Repeat all entries word for word; skip images.

[[ DATA IN THIS EXERCISE open ]]

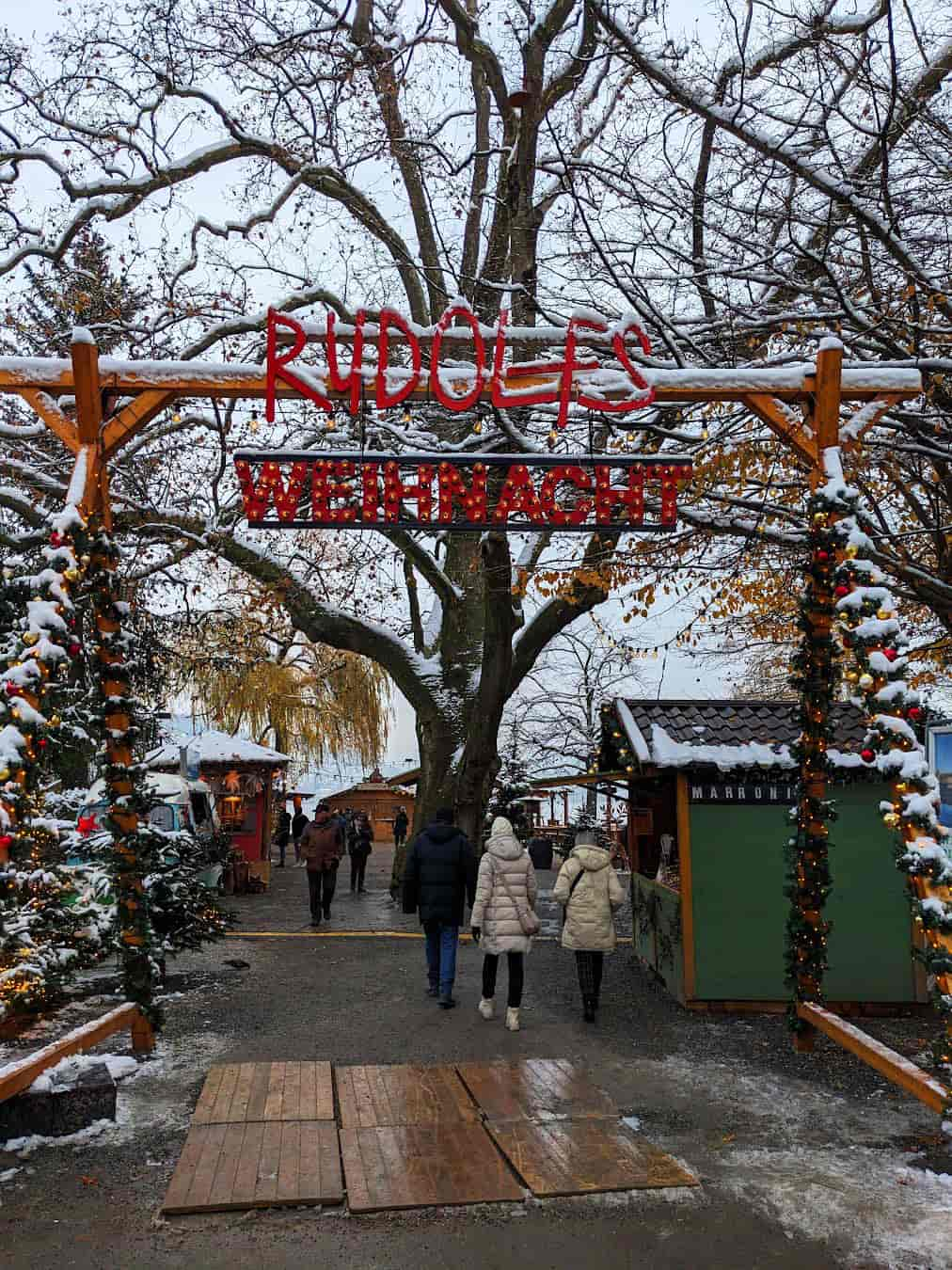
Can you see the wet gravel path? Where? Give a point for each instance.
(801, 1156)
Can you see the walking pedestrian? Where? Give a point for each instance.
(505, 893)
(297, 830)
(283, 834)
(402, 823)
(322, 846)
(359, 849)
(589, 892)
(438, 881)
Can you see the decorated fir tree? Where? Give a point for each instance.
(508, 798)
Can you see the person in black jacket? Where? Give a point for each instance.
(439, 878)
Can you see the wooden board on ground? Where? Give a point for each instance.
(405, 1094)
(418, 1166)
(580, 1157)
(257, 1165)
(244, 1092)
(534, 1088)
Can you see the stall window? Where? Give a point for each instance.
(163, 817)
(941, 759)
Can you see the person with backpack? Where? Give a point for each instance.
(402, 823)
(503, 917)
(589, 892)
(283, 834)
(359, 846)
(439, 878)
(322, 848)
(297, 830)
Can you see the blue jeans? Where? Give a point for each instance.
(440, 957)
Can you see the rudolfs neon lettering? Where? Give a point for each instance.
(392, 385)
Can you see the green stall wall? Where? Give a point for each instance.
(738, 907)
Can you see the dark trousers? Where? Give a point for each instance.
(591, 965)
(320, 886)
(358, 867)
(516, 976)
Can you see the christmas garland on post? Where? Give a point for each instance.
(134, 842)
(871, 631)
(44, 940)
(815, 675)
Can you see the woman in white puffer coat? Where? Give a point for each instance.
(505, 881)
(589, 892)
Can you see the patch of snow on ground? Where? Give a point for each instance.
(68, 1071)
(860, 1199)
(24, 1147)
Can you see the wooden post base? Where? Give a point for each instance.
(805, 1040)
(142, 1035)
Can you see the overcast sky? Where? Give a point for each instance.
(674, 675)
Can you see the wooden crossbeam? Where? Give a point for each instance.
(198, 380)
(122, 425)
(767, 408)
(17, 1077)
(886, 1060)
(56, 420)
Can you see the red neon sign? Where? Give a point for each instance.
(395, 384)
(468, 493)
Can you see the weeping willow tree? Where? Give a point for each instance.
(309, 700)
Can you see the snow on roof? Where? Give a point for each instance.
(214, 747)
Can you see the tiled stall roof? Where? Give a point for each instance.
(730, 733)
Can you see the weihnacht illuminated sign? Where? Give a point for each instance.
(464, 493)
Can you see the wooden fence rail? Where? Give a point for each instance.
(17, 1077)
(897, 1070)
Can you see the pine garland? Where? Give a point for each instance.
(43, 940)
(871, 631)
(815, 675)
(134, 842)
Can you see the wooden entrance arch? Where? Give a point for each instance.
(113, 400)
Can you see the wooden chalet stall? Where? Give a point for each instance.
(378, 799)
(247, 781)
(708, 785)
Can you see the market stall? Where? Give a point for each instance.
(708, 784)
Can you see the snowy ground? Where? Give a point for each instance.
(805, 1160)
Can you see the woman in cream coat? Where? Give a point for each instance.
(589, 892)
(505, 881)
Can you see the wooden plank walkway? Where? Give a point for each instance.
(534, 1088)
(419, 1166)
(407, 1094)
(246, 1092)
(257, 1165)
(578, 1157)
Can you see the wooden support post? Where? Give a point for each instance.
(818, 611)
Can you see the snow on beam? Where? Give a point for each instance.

[[ DATA IN THIS EXERCISE closed ]]

OUTPUT FOR THIS TASK:
Can you see the wet gravel path? Where? Give a point for each instance.
(801, 1156)
Can you see the walking pedestrian? Where? Give a point for each instance.
(505, 893)
(297, 830)
(283, 834)
(402, 823)
(322, 846)
(359, 849)
(589, 892)
(438, 881)
Can you see the decorated fir tree? Where? Give a point for each instance.
(508, 798)
Can you see the person in black jacket? Where? Give a point for each instance.
(439, 878)
Can you see the wooden board on ground? Where? Give a point for each instance.
(405, 1094)
(418, 1166)
(580, 1157)
(257, 1165)
(244, 1092)
(534, 1088)
Can you see the stall window? Where? Give a point for each instance.
(163, 817)
(941, 759)
Can you see the person with backpack? Where? Give a point for each instance.
(402, 823)
(503, 917)
(589, 892)
(283, 834)
(359, 846)
(439, 878)
(322, 848)
(297, 830)
Can you see the blue jeans? Where? Give a point for each instance.
(440, 957)
Can you see the rudolfs neon lettering? Where? Give a point for each instance.
(392, 385)
Can you see the green stall wall? Where? Give a point for each instance.
(738, 907)
Can you see the dark trousers? Where? Give a point for each instance.
(591, 965)
(320, 886)
(358, 867)
(516, 976)
Can you see the christmas garland on post? Where? Give a point for each instance.
(134, 842)
(871, 631)
(44, 940)
(815, 675)
Can you see the woman in white puffer coat? Where? Give a point for each instance.
(505, 881)
(589, 892)
Can you see the patch of snow on ground? Where? Give a point for each instance.
(68, 1071)
(860, 1199)
(24, 1147)
Can you see the wooden post base? Where? Give a point for each instance.
(805, 1040)
(142, 1035)
Can you see the overcast sky? Where? Give a point for each instance.
(674, 675)
Can you see the wooden crossbeam? Where? Give a point for each instance.
(198, 380)
(122, 425)
(767, 408)
(17, 1077)
(886, 1060)
(56, 420)
Can you see the red neon sign? Where? Give a point for each instance.
(395, 384)
(468, 493)
Can you see the weeping willow tree? Where? Give a point for each instance.
(309, 700)
Can you see the snow on roof? Where? Give a point for each instance.
(214, 747)
Can you see the tiled stall roof? Where? Give a point for each instance.
(730, 733)
Can you see the weihnacht illuminated sign? Where? Give a point for each instance.
(464, 493)
Can you see the wooden fence rail? Where? Give a point for each instance.
(17, 1077)
(897, 1070)
Can you see the pine garland? Where? Give a point for each instance.
(43, 940)
(871, 631)
(815, 675)
(134, 842)
Can you see the wooden entrance arch? Where? Give a point for each instance.
(113, 400)
Can you see the wooden chalet stall? Where? Give a point for each instance.
(378, 799)
(247, 781)
(708, 785)
Can you see the market stall? Where? Give a point for each instance.
(708, 784)
Can you see the snowy ground? Where? Give a point for each instance.
(805, 1160)
Can you see the woman in cream coat? Where? Give a point for each instance.
(589, 892)
(505, 881)
Can you see the wooden plank walkway? Where? Give a point for each instance.
(534, 1088)
(419, 1166)
(407, 1094)
(246, 1092)
(257, 1165)
(578, 1157)
Can you see the wooden support post? Where? Give a point for each instance.
(818, 611)
Can you see the snow on beam? Where? Give a point for each instance.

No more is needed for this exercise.